[start Extracted records]
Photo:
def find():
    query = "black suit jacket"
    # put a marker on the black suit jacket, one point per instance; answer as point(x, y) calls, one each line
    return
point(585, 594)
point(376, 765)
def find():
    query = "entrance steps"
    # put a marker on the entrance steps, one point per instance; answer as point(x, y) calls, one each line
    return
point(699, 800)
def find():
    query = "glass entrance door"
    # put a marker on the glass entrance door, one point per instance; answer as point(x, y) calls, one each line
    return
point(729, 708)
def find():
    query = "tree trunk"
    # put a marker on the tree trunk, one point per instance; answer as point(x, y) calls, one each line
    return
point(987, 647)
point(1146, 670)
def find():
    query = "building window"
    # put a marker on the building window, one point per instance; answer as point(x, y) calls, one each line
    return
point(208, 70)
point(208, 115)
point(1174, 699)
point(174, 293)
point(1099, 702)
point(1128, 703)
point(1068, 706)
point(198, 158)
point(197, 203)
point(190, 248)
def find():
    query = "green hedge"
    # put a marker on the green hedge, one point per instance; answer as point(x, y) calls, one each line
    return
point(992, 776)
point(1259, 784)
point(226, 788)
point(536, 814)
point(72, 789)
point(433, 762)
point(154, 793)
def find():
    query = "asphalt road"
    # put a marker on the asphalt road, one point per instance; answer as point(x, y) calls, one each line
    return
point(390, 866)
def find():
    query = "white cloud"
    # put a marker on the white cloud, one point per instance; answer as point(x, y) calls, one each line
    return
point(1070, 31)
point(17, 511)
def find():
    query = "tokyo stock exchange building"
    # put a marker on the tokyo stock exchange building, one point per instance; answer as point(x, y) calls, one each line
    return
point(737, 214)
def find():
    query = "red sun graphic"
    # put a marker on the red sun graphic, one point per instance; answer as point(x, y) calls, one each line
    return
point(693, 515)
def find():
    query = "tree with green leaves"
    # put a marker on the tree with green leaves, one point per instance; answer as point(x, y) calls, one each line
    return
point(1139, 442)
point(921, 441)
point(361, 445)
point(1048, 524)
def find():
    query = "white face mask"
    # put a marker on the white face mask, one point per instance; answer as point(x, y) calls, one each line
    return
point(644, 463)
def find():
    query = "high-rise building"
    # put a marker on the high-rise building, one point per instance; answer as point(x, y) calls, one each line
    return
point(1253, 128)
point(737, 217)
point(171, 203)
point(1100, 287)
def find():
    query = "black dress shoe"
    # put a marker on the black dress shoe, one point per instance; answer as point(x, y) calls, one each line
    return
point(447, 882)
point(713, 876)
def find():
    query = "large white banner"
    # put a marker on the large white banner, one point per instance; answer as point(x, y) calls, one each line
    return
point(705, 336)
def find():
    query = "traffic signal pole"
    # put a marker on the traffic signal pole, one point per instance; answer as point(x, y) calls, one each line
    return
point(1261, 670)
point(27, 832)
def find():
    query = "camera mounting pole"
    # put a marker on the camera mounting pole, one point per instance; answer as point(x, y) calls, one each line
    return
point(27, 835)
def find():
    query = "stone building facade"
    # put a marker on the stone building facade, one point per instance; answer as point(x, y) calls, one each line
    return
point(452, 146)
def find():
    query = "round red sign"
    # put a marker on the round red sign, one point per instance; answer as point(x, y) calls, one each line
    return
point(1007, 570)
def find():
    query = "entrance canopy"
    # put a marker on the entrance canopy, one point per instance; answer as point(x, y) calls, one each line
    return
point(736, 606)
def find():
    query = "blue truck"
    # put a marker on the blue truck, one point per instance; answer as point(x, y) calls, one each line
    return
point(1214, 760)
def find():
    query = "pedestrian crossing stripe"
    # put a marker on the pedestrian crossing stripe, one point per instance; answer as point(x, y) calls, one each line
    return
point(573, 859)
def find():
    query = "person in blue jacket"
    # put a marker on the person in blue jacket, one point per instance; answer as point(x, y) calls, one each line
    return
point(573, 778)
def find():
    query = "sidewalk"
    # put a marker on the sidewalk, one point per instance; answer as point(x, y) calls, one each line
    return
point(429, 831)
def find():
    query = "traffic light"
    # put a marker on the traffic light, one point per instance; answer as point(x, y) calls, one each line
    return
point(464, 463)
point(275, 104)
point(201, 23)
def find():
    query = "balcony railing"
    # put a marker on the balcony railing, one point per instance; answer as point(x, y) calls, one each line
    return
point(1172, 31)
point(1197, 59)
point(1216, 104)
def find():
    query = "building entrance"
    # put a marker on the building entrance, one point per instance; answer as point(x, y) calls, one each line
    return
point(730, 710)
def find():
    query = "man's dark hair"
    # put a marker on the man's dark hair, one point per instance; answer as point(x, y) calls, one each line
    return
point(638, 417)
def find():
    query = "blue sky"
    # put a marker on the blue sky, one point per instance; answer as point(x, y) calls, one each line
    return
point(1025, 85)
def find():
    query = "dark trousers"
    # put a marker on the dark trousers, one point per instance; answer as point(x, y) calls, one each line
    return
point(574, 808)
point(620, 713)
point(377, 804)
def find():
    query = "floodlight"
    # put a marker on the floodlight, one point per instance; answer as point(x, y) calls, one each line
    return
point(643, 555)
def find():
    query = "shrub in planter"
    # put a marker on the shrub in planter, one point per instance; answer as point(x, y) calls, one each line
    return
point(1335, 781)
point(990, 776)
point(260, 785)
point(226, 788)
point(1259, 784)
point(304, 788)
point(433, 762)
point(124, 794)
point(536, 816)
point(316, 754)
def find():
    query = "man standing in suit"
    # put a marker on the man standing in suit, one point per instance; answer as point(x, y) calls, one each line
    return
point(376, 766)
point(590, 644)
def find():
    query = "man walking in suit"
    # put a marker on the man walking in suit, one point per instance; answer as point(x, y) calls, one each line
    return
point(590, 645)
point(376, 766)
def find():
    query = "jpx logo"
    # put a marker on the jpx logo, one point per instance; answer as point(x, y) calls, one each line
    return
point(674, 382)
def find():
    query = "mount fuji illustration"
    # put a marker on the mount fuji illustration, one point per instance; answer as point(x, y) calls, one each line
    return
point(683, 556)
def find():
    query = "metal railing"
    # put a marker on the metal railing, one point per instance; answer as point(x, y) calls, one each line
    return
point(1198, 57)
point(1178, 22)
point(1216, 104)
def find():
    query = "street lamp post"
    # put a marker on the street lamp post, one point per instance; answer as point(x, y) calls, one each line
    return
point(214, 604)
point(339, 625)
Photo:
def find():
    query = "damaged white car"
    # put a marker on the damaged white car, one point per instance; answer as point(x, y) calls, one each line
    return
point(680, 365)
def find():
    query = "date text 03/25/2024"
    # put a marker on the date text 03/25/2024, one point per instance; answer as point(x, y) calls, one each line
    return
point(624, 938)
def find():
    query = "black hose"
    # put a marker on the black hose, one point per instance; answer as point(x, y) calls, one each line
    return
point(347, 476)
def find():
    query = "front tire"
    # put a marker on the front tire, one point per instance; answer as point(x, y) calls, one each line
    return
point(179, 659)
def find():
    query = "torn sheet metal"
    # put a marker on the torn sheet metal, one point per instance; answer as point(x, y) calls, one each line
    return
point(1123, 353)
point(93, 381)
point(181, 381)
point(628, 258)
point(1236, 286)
[end Extracted records]
• Aim
Write out all of the records again, changing every "put a marker on" to "place a dot on" and keeping everything else the same.

• Finished task
Photo:
def find():
    query = "black suit jacket"
    # place a dot on the black suit jacket, one point per instance; answer as point(x, y) calls, one each line
    return
point(585, 594)
point(376, 765)
def find():
    query = "entrance steps"
    # place a dot on the entrance steps, one point per instance; answer as point(x, y) calls, one each line
    return
point(699, 800)
def find():
    query = "glass entrance door"
    # place a dot on the glass entrance door, one point per instance; answer as point(x, y) calls, one each line
    return
point(729, 708)
def find():
    query = "tree trunk"
    # place a dot on the tree trunk, one point per instance; answer as point(x, y) calls, one each line
    return
point(987, 647)
point(1146, 670)
def find():
    query = "building window"
    # place a dot on the building window, one point per instance; answer as point(x, y) calls, one each line
    return
point(208, 70)
point(208, 115)
point(1174, 699)
point(174, 293)
point(1099, 702)
point(1128, 703)
point(1068, 706)
point(198, 158)
point(197, 203)
point(190, 248)
def find():
    query = "green hedge"
    # place a dot on the green hedge, one point per instance; answer as point(x, y) calls, one each line
    return
point(992, 776)
point(1259, 784)
point(226, 788)
point(536, 814)
point(72, 789)
point(433, 762)
point(154, 793)
def find():
    query = "asphalt road"
    # place a dot on the asphalt road, one point per instance; answer as point(x, y) calls, one each line
    return
point(390, 866)
def find():
    query = "white cloud"
    # place a dot on the white cloud, one point per instance; answer as point(x, y) calls, one each line
    return
point(1070, 31)
point(17, 511)
def find():
    query = "tokyo stock exchange building"
    # place a dot on the tokyo stock exchange building, one point per instance; answer as point(x, y) calls, one each line
    return
point(737, 214)
def find():
    query = "red sun graphic"
    # place a dot on the red sun graphic, one point per instance; answer as point(x, y) calls, one each line
    return
point(693, 515)
def find():
    query = "tree with green leaves"
    # place a dot on the tree with green leaves, one point per instance; answer as point(x, y) calls, one each line
    return
point(1139, 442)
point(921, 441)
point(361, 445)
point(1048, 524)
def find():
    query = "white face mask"
    # place a dot on the white face mask, one point per instance; answer as point(x, y) calls, one each line
    return
point(644, 463)
def find():
    query = "high-rise building"
    # place a dot on the high-rise building, one point per instance; answer as point(x, y) calls, one each line
    return
point(1253, 128)
point(737, 217)
point(171, 203)
point(1100, 287)
def find():
    query = "black dress shoe"
    # place a dot on the black dress shoe, one point per instance; answer as point(x, y) calls, one each line
    return
point(447, 882)
point(713, 876)
def find():
    query = "large white banner"
    # place a dot on the large white banner, one point per instance; answer as point(x, y) calls, one each line
    return
point(705, 336)
def find():
    query = "traffic signal pole"
    # place a dot on the traffic signal pole, one point per instance; answer as point(x, y) calls, one each line
    return
point(1261, 670)
point(27, 832)
def find():
    query = "camera mounting pole"
    # place a dot on the camera mounting pole, one point per instance; answer as point(x, y) calls, one each line
    return
point(27, 835)
def find():
    query = "stone building facade"
    # place a dot on the stone building facade, one point per instance; answer as point(x, y) calls, one each line
    return
point(452, 146)
def find():
    query = "round red sign"
    # place a dot on the round red sign, one point per instance; answer as point(x, y) calls, one each line
    return
point(1007, 570)
def find():
    query = "entrance canopy"
    # place a dot on the entrance canopy, one point per instance; answer as point(x, y) calls, one each line
    return
point(736, 606)
def find():
    query = "blue truck"
    # place a dot on the blue truck, one point per instance; answer as point(x, y) calls, one each line
    return
point(1214, 760)
def find():
    query = "pedestrian crossing stripe"
    # place a dot on the pedestrian crossing stripe, one point per instance; answer as point(x, y) calls, one each line
    return
point(573, 859)
def find():
    query = "person in blue jacket"
    # place a dot on the person in blue jacket, one point per instance; answer as point(x, y) calls, one each line
    return
point(573, 778)
def find():
    query = "sidewalk"
    # place a dot on the sidewalk, one point per instance; answer as point(x, y) calls, one each line
    return
point(429, 831)
def find():
    query = "traffic light"
    # place a dot on the traffic light, one point per instance; answer as point(x, y) calls, one each line
    return
point(464, 463)
point(275, 104)
point(201, 23)
def find():
    query = "balcony railing"
    # place a dot on the balcony railing, one point per instance; answer as point(x, y) calls, one each line
    return
point(1172, 31)
point(1197, 59)
point(1216, 104)
def find():
    query = "building entrance"
    # place a dot on the building entrance, one point per instance; answer as point(x, y) calls, one each line
    return
point(730, 710)
def find():
    query = "man's dark hair"
    # place a dot on the man's dark hair, one point per instance; answer as point(x, y) calls, one each line
    return
point(638, 417)
def find():
    query = "blue sky"
    # place a dot on the blue sky, one point per instance; answer as point(x, y) calls, one each line
    return
point(1025, 85)
def find():
    query = "dark trousers"
    # place a dot on the dark trousers, one point per instance; answer as point(x, y) calls, one each line
    return
point(574, 808)
point(620, 713)
point(377, 804)
def find():
    query = "floodlight"
    # place a dot on the floodlight, one point per instance; answer as point(x, y) calls, one each line
    return
point(643, 555)
def find():
    query = "shrub in planter"
    # place a dot on the shrub in planter, one point per instance; answer as point(x, y) calls, one each line
    return
point(1335, 781)
point(990, 776)
point(260, 785)
point(226, 788)
point(1259, 784)
point(304, 788)
point(433, 762)
point(124, 794)
point(536, 816)
point(316, 754)
def find():
    query = "man standing in suit"
    # place a dot on the man standing in suit, one point per instance; answer as point(x, y) calls, one each line
    return
point(376, 766)
point(590, 644)
def find():
    query = "man walking in suit"
    # place a dot on the man walking in suit, one point per instance; answer as point(x, y) calls, one each line
    return
point(590, 645)
point(376, 766)
def find():
    query = "jpx logo"
    # place a dot on the jpx logo, one point per instance; answer as point(x, y) calls, one each line
    return
point(674, 382)
def find():
    query = "mount fuji illustration"
    # place a dot on the mount fuji illustration, one point per instance; answer as point(x, y) calls, one each line
    return
point(683, 556)
def find():
    query = "metal railing"
    # place a dot on the metal railing, one point per instance; answer as point(x, y) calls, one each line
    return
point(1198, 57)
point(1178, 22)
point(1216, 104)
def find():
    query = "street lamp post"
    # place a dot on the street lamp post, one point per instance; answer as point(x, y) calls, one each line
    return
point(214, 604)
point(339, 625)
Photo:
def find():
    query = "damaged white car"
    # place a dot on the damaged white car, one point per instance; answer as point(x, y) calls, one each line
    return
point(680, 365)
def find():
    query = "date text 03/25/2024"
    # place a dot on the date text 03/25/2024, one point per instance; answer as point(x, y) calls, one each line
    return
point(624, 938)
def find():
    query = "black hose"
    # place a dot on the black hose, one point per instance; answer as point(x, y) calls, one each line
    return
point(347, 476)
def find():
    query = "front tire"
    # place a dot on the front tire, one point per instance; answer as point(x, y) calls, one each line
    return
point(179, 659)
def find():
    query = "torn sheet metal"
    # place a dot on the torn sheet metal, one point per instance; answer as point(x, y) calls, one each line
    return
point(1123, 353)
point(93, 381)
point(181, 381)
point(628, 258)
point(1236, 286)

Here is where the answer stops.